* AIM
Reproduce only the part of the material that opens with the line containing "Practice step: locate the door frame" and closes with the line containing "Practice step: locate the white ceiling", changing "put a marker" to "place a dot" and leaving all else unchanged.

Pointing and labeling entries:
══════════
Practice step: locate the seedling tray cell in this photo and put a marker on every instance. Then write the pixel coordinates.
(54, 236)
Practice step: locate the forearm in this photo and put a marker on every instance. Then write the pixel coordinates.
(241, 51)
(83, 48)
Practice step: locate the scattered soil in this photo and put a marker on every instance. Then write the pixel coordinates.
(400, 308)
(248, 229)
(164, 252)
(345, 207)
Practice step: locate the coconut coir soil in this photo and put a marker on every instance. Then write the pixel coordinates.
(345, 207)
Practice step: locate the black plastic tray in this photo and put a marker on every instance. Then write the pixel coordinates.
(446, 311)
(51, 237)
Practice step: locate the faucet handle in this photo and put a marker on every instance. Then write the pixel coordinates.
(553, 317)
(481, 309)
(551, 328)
══════════
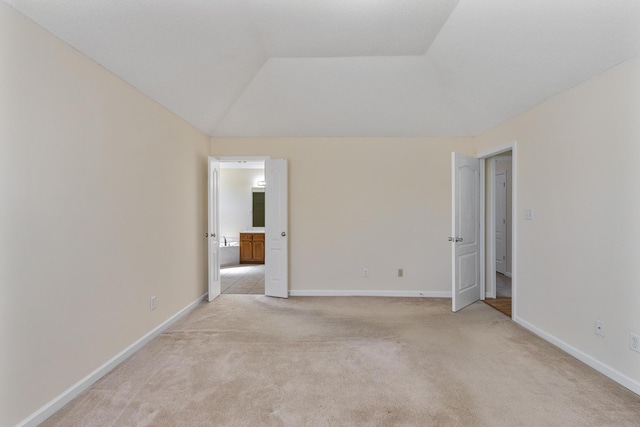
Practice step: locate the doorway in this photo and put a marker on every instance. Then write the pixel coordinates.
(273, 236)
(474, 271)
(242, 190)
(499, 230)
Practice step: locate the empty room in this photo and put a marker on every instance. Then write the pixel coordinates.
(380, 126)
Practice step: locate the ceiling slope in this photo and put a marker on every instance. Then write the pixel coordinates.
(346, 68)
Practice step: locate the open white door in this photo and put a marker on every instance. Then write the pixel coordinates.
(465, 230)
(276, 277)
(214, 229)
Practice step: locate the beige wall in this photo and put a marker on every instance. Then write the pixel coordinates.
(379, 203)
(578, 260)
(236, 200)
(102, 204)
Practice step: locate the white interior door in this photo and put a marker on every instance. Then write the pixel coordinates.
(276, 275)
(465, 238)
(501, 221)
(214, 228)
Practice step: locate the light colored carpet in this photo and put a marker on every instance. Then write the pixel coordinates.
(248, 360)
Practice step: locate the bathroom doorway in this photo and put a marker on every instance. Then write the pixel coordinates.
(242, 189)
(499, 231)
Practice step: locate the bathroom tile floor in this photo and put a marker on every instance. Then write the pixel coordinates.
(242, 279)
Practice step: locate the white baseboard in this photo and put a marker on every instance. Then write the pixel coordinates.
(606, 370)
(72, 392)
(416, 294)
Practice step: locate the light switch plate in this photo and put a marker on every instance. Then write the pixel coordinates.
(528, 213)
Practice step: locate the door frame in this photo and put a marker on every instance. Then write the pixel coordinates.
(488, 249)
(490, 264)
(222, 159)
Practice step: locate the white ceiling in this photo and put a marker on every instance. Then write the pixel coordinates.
══════════
* WORKED ANSWER
Practice step: locate the door frame in this photo and place a dot on every instance. Then write the pixel coordinates.
(488, 249)
(490, 264)
(222, 159)
Practice step: locate the white ceiling in this photo and place a dot on every instance. Then write the pixel coordinates.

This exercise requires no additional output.